=== Data ===

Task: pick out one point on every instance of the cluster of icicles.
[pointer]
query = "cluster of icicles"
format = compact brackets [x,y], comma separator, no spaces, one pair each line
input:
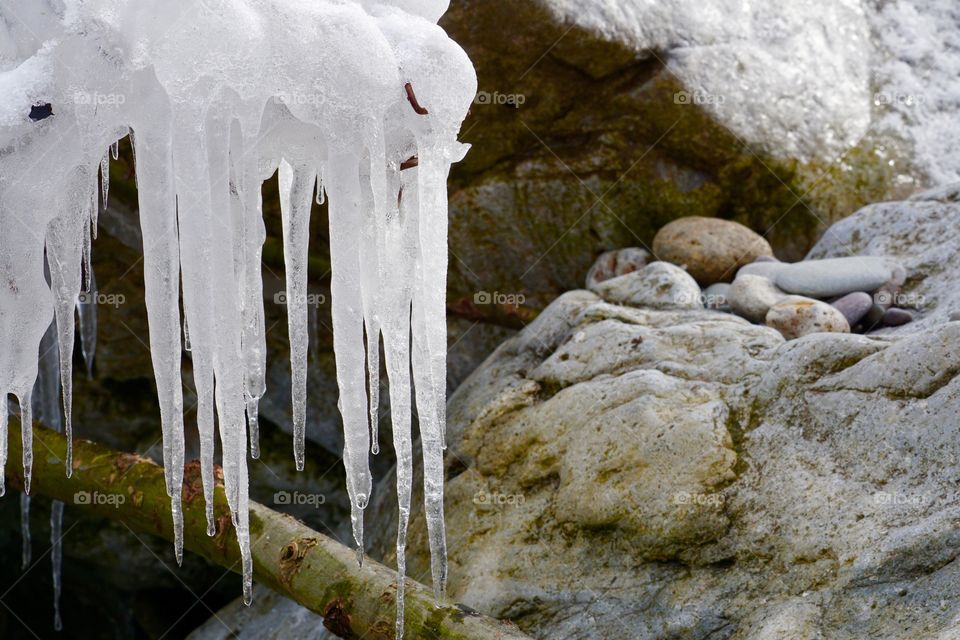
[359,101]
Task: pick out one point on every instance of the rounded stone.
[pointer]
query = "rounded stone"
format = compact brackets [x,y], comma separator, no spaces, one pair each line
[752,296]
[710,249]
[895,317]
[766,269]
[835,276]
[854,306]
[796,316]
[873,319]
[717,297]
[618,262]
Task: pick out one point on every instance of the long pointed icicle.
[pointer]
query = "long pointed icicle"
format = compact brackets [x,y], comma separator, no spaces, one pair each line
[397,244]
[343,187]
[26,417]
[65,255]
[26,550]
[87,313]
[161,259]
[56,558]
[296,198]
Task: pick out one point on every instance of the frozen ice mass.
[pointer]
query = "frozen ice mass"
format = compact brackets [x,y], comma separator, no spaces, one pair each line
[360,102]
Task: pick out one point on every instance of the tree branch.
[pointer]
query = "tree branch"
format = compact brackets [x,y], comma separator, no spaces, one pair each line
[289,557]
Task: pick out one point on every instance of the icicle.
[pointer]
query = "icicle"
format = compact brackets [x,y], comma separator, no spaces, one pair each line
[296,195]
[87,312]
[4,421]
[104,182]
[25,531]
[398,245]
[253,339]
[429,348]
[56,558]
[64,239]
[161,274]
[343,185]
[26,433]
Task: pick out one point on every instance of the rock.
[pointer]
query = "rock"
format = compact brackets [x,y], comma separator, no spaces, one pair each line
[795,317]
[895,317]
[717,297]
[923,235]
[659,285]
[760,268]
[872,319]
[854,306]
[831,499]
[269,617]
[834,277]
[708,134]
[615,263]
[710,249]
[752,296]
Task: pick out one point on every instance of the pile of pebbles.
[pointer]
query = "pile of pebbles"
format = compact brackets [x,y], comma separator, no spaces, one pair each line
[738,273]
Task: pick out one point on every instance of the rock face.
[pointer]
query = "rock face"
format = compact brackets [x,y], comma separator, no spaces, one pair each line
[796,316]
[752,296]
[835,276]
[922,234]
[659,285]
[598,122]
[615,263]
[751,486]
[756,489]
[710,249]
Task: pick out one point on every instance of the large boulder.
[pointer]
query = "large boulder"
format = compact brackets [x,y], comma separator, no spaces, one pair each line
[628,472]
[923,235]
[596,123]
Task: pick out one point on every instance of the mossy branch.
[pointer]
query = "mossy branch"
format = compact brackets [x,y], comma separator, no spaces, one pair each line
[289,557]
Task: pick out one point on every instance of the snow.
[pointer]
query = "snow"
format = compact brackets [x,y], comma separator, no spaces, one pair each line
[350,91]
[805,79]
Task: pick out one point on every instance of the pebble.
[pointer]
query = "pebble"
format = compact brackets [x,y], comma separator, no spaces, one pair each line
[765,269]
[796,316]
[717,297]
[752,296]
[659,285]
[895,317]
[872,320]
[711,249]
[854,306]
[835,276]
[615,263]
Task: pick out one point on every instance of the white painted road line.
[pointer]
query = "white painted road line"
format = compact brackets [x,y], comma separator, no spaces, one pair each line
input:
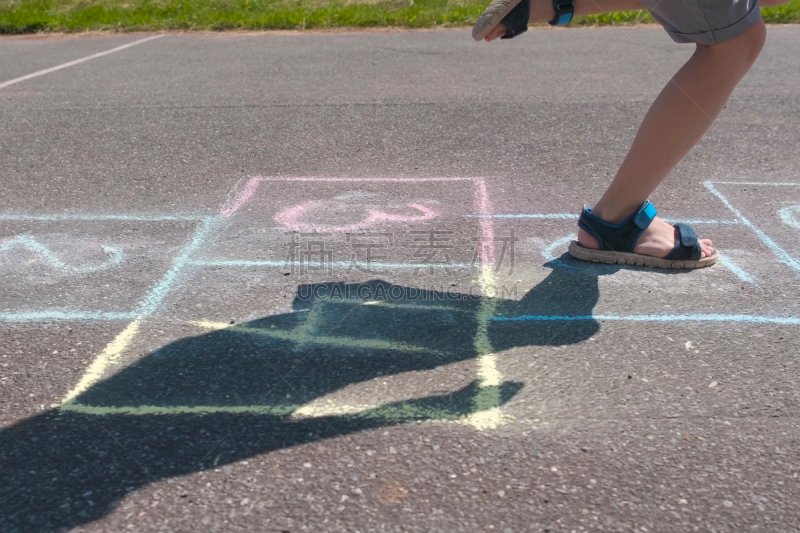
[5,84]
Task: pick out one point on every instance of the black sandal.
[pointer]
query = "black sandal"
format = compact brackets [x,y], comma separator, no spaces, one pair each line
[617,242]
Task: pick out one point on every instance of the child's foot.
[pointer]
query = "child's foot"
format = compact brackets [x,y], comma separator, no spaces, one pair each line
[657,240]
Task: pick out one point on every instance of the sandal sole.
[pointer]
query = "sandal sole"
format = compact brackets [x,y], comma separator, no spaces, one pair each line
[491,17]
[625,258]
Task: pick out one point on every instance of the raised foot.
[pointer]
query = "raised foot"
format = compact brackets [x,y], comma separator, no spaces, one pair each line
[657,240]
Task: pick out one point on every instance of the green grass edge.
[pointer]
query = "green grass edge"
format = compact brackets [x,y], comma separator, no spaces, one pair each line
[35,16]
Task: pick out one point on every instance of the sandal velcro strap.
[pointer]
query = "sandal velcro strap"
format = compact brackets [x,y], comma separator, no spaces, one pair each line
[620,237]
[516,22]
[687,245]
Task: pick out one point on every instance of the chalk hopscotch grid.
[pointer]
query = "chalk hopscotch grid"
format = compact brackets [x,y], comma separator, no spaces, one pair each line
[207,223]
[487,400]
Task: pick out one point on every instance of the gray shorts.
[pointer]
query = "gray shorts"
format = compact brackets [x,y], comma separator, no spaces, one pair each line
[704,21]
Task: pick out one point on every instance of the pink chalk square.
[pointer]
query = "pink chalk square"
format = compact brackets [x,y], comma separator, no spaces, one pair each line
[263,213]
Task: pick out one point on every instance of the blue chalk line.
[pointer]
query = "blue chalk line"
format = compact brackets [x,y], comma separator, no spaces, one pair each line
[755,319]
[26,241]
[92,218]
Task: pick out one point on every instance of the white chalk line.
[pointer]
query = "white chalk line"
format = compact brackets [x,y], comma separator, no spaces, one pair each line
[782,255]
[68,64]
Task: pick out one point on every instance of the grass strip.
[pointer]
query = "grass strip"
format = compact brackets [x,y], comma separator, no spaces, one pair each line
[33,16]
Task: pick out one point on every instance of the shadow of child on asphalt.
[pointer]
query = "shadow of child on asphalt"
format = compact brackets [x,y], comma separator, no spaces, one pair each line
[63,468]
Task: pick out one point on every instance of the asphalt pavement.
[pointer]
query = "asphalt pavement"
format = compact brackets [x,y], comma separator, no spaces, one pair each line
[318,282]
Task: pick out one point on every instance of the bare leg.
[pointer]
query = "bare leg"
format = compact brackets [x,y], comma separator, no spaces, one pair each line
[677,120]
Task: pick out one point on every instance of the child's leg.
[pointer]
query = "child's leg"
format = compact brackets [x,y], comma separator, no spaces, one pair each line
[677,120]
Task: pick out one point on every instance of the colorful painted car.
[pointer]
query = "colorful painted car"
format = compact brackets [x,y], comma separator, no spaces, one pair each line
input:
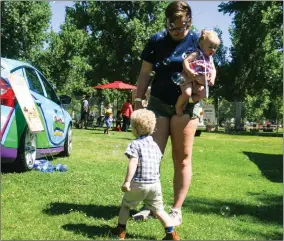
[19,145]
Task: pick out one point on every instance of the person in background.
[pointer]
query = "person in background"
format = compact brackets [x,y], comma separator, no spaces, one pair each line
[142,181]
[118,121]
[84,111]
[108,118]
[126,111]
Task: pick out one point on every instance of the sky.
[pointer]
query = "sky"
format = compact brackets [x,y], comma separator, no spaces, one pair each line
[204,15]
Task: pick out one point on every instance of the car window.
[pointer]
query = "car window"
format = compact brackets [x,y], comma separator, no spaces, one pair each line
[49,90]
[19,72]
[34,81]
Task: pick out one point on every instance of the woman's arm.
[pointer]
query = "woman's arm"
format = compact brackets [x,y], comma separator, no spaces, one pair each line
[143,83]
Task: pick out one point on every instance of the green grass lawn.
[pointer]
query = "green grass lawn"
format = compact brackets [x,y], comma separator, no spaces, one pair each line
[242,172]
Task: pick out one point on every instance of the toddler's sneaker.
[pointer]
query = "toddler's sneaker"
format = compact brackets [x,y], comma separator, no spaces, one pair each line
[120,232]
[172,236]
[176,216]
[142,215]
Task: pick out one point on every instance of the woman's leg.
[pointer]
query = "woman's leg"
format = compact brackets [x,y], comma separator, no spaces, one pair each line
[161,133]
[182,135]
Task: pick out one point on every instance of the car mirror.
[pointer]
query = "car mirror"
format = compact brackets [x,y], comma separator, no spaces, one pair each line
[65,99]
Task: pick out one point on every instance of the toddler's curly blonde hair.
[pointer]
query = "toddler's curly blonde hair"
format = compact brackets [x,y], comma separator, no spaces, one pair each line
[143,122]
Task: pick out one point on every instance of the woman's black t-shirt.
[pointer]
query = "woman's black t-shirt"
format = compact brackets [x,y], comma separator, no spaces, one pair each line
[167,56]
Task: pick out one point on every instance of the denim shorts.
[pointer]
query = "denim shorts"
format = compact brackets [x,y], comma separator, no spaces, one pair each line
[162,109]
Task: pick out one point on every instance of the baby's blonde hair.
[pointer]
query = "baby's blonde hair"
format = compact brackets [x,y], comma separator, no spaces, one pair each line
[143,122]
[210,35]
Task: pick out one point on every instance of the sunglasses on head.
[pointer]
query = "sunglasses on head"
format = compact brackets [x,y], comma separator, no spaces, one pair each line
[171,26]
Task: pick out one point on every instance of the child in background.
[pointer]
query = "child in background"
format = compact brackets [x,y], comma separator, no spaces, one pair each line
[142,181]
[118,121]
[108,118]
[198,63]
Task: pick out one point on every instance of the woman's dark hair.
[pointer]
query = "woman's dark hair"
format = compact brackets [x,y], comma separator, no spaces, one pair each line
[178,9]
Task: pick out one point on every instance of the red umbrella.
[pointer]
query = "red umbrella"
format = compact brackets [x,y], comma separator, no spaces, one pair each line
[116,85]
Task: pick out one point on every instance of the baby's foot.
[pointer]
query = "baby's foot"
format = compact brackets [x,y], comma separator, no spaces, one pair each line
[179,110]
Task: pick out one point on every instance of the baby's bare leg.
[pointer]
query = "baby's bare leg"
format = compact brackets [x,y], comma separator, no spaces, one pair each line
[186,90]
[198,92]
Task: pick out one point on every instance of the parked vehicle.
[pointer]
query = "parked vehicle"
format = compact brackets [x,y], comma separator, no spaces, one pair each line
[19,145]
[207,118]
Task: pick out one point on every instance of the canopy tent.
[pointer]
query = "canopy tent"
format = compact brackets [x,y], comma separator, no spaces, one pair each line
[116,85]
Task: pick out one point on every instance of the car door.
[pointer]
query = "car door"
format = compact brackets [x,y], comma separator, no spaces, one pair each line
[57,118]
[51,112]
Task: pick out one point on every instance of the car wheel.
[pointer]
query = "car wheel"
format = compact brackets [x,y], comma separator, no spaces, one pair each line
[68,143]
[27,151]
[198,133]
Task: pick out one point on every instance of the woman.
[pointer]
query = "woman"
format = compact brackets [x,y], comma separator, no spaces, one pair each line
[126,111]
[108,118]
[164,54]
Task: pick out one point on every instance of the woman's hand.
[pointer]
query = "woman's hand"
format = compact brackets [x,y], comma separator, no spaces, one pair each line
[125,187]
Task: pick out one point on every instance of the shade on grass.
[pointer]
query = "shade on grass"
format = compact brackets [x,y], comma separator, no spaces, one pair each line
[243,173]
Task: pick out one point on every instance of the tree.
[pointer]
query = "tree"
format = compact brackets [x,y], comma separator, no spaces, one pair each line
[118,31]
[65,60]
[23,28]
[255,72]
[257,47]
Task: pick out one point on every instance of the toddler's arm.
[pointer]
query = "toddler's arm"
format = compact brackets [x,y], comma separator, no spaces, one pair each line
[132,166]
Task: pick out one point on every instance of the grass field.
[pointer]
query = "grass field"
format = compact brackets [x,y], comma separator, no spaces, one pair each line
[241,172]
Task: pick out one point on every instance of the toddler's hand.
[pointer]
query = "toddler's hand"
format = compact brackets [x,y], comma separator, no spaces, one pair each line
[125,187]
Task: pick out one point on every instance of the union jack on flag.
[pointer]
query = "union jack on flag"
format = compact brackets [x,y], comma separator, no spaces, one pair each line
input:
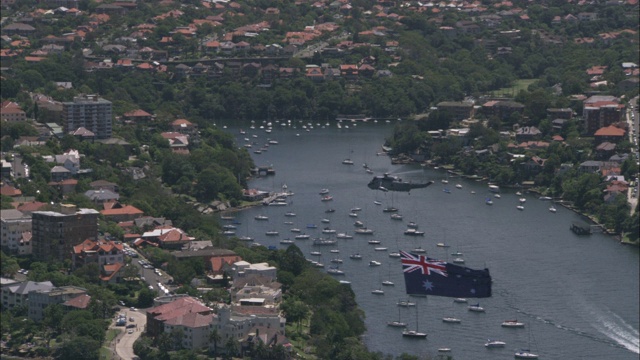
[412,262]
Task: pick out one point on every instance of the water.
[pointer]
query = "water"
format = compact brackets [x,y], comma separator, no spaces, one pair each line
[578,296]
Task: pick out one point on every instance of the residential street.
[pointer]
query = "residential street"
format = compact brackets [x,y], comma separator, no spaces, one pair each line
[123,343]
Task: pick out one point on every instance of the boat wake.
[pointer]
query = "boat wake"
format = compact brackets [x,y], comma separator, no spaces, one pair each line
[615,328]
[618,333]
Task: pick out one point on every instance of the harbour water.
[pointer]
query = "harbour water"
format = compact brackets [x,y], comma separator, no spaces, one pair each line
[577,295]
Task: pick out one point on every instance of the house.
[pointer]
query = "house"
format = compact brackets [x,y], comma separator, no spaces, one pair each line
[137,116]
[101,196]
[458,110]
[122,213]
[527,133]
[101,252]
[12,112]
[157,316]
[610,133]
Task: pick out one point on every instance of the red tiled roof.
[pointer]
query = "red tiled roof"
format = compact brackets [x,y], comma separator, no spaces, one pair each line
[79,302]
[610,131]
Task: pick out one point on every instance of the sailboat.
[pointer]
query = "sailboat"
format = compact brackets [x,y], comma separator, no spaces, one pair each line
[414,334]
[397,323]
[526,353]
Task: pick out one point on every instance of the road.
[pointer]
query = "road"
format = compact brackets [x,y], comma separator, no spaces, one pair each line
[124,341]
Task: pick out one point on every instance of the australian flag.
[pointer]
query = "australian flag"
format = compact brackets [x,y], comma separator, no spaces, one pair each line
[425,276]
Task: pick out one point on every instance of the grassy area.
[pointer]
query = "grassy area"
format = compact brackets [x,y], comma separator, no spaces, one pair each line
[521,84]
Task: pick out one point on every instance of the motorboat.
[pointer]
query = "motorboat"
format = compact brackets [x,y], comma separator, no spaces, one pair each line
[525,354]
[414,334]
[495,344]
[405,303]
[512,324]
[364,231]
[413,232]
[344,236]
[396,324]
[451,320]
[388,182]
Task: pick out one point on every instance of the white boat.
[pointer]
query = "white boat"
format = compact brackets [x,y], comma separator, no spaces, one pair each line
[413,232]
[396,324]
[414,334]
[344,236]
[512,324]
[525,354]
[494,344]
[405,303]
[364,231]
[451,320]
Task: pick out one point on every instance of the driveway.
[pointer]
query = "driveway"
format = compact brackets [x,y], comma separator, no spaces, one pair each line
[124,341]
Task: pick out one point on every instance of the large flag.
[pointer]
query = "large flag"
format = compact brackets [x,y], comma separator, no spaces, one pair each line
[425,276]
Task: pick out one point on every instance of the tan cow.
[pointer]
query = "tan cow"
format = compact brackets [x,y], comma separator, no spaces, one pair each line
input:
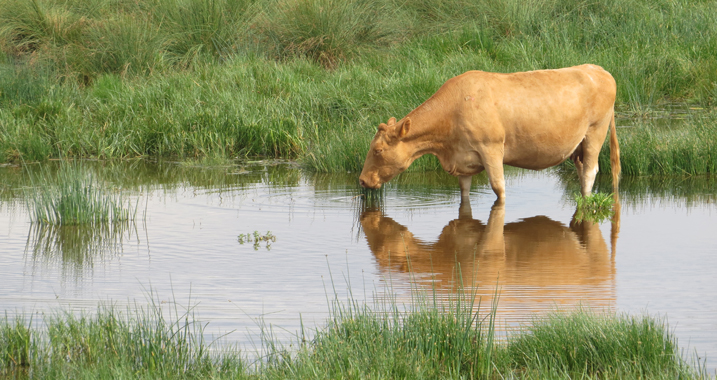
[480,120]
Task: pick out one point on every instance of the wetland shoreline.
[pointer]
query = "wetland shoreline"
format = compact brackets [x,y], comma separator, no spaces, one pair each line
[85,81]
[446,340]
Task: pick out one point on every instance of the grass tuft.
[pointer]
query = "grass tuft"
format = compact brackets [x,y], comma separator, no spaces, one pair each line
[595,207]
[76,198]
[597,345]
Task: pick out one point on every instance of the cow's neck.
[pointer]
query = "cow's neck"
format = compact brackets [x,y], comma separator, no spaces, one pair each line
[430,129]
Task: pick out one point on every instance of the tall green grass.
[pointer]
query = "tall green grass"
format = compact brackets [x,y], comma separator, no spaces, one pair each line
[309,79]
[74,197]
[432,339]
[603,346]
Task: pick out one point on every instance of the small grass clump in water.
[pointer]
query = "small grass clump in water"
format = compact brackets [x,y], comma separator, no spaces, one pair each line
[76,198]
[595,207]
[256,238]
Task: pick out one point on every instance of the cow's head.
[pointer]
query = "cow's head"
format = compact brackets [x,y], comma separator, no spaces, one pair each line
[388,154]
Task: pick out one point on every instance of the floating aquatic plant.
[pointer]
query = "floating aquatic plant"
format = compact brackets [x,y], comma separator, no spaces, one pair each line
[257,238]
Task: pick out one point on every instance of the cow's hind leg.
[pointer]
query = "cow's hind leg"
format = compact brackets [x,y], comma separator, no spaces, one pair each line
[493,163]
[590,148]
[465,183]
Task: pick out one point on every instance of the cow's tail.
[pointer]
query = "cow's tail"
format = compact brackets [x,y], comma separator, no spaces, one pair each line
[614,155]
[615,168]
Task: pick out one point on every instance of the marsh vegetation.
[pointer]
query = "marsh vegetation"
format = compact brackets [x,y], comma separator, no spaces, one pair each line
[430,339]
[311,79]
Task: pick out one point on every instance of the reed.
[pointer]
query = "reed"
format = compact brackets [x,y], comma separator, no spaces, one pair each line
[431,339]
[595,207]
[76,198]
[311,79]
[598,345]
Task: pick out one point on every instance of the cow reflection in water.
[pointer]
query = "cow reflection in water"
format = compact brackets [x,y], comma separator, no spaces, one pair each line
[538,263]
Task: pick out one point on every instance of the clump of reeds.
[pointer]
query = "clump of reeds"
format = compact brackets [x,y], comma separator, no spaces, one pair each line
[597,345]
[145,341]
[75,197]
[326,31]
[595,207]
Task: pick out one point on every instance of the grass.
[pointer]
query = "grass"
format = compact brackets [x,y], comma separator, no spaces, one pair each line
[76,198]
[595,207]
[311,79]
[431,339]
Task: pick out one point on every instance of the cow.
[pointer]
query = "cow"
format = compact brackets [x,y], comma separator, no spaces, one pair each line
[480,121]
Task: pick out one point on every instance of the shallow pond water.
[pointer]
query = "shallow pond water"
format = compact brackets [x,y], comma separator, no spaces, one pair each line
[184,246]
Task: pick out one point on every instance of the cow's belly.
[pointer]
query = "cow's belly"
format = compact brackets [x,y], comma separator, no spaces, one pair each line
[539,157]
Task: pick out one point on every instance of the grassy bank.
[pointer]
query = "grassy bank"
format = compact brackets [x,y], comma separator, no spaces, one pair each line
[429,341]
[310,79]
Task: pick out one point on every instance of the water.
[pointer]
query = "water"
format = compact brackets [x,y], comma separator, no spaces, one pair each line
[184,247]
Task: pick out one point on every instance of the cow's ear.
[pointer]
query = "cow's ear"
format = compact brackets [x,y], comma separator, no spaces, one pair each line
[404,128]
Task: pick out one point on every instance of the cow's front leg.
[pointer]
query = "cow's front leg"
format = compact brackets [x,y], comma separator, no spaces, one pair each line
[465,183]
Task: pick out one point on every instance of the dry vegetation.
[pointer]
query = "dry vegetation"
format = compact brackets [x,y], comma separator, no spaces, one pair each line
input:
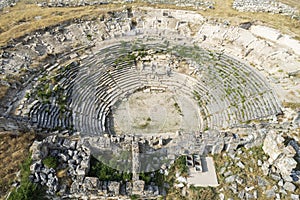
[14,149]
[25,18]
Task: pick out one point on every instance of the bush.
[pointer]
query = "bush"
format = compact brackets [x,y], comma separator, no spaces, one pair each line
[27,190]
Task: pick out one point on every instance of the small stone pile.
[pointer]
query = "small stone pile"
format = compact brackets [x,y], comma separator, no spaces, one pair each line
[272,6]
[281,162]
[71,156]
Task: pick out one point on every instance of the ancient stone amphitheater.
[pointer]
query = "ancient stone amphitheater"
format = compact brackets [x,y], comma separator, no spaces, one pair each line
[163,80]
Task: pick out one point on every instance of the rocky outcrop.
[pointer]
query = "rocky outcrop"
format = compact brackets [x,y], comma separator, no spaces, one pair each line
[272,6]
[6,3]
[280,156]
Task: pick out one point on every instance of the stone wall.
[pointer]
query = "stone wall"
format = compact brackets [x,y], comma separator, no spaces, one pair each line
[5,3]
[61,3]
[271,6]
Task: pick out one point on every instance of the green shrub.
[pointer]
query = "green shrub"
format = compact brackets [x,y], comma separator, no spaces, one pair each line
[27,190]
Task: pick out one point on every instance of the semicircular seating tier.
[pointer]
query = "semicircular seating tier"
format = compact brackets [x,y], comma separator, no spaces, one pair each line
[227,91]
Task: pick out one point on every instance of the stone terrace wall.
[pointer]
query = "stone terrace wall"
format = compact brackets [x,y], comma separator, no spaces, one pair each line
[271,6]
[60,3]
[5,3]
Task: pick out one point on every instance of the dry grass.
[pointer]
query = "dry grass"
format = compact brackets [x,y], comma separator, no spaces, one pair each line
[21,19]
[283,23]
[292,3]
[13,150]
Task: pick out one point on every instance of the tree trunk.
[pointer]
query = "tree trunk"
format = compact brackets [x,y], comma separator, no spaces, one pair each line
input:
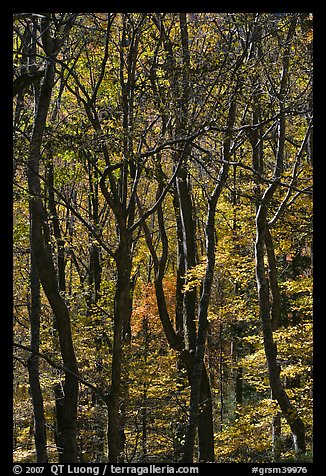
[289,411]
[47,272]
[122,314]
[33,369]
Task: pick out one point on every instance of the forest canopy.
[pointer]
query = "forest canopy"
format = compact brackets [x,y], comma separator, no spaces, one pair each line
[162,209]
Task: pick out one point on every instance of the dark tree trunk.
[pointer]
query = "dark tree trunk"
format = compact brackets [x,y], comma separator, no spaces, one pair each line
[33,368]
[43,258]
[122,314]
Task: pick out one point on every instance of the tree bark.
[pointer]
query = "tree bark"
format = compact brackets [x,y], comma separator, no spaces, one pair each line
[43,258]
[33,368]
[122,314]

===

Exercise objective — Starting with the line that contains "Task: pick out one point on every instance of the forest", return each line through the last one of the data above, exactly as written and nothing more.

Result below —
Task: pick out one point on every instance of the forest canopy.
[pointer]
query = "forest canopy"
format = compact brackets [x,y], comma separator, no spaces, one pair each line
[162,209]
Task: pick out one point on every instance of the dark tree trunk.
[pointer]
query = "dark tree trunk"
format = compact brackets [x,y], comma separator, no spaces, one pair each line
[33,368]
[43,258]
[122,314]
Task: pick out one point on every instance of the tree bark.
[pointer]
query = "tree bark"
format = compact brackets [x,y], comma separator, no spaces, one pair each line
[43,258]
[33,368]
[122,314]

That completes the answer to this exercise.